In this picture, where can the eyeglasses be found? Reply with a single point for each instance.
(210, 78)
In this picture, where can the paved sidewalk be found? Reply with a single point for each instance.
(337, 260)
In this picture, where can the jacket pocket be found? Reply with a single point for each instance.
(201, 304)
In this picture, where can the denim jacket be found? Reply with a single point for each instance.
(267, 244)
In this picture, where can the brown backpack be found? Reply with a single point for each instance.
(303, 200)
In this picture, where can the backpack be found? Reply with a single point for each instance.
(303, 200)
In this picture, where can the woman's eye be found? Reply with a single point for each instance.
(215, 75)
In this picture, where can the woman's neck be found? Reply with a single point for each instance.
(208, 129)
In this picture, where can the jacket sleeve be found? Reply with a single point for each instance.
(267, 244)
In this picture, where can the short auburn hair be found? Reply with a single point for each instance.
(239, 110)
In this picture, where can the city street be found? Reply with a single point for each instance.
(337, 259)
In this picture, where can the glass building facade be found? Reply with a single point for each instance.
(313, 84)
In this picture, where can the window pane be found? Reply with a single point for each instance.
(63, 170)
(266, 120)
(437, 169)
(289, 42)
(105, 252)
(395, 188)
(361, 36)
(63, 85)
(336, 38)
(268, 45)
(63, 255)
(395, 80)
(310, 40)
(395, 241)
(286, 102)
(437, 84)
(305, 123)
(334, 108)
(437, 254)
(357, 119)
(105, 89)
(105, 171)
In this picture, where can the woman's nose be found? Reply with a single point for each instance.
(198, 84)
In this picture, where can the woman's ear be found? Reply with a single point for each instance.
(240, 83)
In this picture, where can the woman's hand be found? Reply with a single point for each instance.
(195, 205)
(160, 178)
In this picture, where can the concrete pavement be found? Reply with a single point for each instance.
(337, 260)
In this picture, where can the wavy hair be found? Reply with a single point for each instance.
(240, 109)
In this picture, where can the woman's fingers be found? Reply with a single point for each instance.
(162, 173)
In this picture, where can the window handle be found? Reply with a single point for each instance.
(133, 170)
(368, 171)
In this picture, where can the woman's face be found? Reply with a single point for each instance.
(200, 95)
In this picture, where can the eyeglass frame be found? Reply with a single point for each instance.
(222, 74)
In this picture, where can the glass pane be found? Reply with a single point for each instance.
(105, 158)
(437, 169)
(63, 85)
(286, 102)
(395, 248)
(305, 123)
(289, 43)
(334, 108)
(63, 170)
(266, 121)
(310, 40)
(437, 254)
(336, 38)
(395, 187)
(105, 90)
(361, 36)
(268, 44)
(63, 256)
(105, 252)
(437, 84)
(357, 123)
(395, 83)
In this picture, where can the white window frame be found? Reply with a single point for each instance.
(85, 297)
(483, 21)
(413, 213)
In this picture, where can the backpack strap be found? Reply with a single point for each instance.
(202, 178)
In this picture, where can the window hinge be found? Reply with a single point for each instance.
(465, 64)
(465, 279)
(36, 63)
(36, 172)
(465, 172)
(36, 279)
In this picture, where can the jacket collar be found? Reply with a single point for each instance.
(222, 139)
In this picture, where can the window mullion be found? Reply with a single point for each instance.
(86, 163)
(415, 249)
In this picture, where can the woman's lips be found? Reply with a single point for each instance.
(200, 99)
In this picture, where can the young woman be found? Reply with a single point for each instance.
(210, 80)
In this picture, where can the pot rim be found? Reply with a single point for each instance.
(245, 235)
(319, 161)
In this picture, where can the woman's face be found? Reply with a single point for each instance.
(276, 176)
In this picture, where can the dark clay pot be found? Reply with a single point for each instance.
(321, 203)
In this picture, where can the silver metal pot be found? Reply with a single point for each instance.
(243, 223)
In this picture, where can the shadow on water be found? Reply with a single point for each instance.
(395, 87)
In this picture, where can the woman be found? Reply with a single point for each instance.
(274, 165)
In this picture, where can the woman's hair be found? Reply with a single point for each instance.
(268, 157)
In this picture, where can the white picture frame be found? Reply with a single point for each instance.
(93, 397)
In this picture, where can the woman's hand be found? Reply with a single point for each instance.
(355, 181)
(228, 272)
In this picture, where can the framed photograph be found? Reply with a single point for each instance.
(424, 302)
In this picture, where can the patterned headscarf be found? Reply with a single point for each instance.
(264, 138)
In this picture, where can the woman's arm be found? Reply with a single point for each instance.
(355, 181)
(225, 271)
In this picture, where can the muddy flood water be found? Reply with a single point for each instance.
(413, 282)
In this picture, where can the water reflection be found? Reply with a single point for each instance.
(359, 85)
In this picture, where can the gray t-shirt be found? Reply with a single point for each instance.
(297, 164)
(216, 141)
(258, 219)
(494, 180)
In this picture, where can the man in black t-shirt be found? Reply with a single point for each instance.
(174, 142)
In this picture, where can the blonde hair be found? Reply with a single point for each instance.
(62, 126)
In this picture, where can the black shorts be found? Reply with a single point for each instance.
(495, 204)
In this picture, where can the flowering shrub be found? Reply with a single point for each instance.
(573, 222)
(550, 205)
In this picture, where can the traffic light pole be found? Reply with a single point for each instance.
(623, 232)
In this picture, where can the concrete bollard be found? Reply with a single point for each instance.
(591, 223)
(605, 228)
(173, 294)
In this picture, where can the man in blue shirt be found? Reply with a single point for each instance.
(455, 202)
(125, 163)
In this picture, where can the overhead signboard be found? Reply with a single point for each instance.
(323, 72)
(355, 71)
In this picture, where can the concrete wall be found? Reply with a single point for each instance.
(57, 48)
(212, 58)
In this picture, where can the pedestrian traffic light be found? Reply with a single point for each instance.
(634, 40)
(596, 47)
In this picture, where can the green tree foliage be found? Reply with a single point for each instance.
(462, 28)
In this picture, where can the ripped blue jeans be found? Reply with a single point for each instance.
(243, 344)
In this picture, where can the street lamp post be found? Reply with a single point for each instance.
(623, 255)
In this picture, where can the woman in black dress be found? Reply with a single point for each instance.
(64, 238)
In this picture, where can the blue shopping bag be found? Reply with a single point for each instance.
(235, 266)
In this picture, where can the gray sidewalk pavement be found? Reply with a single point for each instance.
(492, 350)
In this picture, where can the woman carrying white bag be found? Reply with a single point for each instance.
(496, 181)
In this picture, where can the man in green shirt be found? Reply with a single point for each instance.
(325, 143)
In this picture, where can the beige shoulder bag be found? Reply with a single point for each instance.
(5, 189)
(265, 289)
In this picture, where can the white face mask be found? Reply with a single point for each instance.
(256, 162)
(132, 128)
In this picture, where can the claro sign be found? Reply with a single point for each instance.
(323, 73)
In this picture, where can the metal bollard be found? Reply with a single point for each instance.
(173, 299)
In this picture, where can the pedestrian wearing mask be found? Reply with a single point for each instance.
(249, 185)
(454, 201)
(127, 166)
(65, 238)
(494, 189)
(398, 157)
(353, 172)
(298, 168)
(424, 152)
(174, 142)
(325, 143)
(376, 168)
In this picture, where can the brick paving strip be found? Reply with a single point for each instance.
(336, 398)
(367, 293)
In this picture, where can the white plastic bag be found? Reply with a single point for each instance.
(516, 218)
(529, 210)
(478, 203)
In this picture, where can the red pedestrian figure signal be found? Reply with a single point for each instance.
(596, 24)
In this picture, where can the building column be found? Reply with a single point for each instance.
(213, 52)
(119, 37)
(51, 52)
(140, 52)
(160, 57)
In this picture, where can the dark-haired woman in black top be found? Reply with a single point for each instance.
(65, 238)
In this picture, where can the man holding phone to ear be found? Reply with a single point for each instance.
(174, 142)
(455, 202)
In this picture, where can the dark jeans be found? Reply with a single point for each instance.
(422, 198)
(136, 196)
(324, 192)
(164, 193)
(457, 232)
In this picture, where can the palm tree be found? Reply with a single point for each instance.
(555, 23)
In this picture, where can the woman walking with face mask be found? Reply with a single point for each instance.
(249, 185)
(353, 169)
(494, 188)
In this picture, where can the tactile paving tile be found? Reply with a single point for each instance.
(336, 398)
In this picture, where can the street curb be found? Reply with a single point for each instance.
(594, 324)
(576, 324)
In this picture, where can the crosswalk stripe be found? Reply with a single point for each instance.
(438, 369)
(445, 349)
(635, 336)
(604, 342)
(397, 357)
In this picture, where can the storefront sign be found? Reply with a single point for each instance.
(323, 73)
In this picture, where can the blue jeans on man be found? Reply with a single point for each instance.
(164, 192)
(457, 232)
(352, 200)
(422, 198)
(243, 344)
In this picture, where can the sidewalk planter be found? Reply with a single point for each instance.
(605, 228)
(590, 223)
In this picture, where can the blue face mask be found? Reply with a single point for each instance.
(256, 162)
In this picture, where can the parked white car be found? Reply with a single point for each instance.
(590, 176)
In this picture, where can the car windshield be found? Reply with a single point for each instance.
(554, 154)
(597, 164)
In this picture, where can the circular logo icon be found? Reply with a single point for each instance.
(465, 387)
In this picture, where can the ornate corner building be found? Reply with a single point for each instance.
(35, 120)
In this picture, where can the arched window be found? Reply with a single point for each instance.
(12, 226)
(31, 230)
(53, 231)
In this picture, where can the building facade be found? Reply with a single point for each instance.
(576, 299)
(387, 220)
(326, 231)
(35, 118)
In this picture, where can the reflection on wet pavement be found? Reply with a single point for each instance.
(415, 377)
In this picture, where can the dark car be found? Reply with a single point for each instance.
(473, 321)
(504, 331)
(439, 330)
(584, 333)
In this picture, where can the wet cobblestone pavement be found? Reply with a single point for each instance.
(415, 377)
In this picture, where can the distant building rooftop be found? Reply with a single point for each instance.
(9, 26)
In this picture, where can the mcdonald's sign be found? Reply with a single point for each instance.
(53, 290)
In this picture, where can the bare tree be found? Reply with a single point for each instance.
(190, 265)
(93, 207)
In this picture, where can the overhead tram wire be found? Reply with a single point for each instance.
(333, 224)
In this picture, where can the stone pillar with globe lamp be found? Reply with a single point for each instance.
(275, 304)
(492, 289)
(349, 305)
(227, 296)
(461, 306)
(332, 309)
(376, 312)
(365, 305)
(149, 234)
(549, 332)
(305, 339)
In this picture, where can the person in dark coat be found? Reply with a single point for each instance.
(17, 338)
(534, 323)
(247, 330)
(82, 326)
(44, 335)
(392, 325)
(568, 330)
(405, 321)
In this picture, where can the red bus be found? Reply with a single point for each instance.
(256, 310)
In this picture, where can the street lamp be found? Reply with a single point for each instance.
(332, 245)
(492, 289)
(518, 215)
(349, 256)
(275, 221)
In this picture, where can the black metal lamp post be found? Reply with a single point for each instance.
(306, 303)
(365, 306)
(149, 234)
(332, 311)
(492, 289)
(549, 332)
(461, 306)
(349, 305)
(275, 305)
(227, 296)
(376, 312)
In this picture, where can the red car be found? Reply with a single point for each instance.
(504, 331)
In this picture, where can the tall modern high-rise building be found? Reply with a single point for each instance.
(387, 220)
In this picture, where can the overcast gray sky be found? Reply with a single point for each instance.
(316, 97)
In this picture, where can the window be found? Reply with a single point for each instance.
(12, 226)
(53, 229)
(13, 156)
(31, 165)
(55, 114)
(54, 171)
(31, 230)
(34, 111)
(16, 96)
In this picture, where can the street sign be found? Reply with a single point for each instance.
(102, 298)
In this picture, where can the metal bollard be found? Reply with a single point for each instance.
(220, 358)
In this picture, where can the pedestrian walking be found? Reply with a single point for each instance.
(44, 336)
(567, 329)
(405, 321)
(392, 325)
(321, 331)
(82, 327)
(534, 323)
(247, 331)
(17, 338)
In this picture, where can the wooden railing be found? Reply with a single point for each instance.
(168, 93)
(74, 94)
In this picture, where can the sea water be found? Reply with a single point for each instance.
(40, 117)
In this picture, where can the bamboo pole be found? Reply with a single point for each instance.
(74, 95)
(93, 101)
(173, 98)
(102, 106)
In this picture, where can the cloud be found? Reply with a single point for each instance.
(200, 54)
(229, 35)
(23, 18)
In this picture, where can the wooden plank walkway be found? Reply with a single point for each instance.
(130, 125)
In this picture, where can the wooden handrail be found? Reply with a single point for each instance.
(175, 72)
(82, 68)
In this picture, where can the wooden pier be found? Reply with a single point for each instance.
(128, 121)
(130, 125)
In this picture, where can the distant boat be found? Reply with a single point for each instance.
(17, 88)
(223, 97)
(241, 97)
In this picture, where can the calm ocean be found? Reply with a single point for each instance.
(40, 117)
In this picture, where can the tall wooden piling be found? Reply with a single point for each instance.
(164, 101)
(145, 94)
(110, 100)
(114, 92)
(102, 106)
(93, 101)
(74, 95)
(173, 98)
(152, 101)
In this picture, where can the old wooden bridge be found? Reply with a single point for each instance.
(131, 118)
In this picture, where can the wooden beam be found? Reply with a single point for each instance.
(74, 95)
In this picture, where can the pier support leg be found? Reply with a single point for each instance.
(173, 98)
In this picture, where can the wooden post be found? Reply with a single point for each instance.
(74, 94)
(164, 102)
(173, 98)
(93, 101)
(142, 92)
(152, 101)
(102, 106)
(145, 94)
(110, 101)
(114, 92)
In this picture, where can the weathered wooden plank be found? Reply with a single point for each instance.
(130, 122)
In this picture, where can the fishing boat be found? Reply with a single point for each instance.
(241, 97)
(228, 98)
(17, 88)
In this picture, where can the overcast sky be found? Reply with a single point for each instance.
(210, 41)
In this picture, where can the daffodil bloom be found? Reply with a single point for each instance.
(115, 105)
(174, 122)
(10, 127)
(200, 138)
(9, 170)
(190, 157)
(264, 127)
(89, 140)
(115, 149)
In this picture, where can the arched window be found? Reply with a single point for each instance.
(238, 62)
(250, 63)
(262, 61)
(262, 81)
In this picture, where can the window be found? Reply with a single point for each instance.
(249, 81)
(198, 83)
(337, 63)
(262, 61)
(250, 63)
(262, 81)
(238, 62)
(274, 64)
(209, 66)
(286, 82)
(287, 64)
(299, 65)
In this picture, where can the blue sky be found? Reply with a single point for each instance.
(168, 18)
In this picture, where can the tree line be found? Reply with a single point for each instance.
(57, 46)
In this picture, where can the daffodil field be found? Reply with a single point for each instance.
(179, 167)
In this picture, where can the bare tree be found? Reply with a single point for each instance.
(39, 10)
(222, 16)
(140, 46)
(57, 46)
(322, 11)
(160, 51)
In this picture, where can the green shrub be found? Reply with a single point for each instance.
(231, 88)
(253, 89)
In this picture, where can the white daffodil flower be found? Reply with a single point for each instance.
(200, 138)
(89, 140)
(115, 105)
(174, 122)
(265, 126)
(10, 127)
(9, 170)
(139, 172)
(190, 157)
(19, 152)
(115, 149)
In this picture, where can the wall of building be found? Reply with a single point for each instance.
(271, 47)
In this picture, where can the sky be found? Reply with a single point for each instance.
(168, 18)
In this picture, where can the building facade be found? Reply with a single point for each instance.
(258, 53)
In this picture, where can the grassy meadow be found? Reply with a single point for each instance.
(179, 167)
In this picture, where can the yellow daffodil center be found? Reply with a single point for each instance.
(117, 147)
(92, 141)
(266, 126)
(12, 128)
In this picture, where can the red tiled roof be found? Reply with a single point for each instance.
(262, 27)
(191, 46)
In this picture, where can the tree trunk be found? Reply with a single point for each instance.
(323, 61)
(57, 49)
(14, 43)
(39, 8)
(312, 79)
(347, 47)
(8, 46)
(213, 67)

————

• [Exercise description]:
Repeat the line containing "In this picture, where can the blue sky" and all subsequent lines through the final line of the data, exactly and with no others.

• [Answer to the problem]:
In this picture, where can the blue sky be found? Reply with a single point for each instance.
(168, 18)
In this picture, where can the tree line be found? Reply with a single point for each instance.
(57, 46)
In this picture, where can the daffodil field be found? Reply with a single point for each instance.
(179, 167)
In this picture, where can the bare tree be found? Reply with a single point for each instance.
(39, 10)
(222, 16)
(140, 46)
(57, 46)
(322, 11)
(160, 51)
In this picture, where can the green shrub be found? Reply with a single point for each instance.
(231, 88)
(253, 89)
In this picture, where can the white daffodil flower be found? Reply with a single point for each instance.
(200, 138)
(89, 140)
(115, 105)
(174, 122)
(265, 126)
(10, 127)
(9, 170)
(139, 172)
(190, 157)
(19, 152)
(115, 149)
In this picture, where can the wall of building be found? Reply with a single point for each instance.
(271, 47)
In this picture, where can the sky be found? Reply with a single point for each instance.
(168, 18)
In this picture, where can the building facade be found? Reply with a single point for each instance.
(258, 53)
In this picture, where can the grassy meadow be found? Reply with a single point for each instance.
(179, 167)
In this picture, where can the yellow daffodil center be found? Reply with a single point for each instance.
(117, 147)
(92, 141)
(266, 126)
(12, 128)
In this picture, where can the red tiled roof be found? Reply with a single point for each instance.
(262, 27)
(191, 46)
In this picture, where can the tree trunk be found? Reply with a single point for each instance.
(323, 61)
(57, 49)
(14, 43)
(39, 8)
(312, 79)
(347, 47)
(8, 46)
(213, 67)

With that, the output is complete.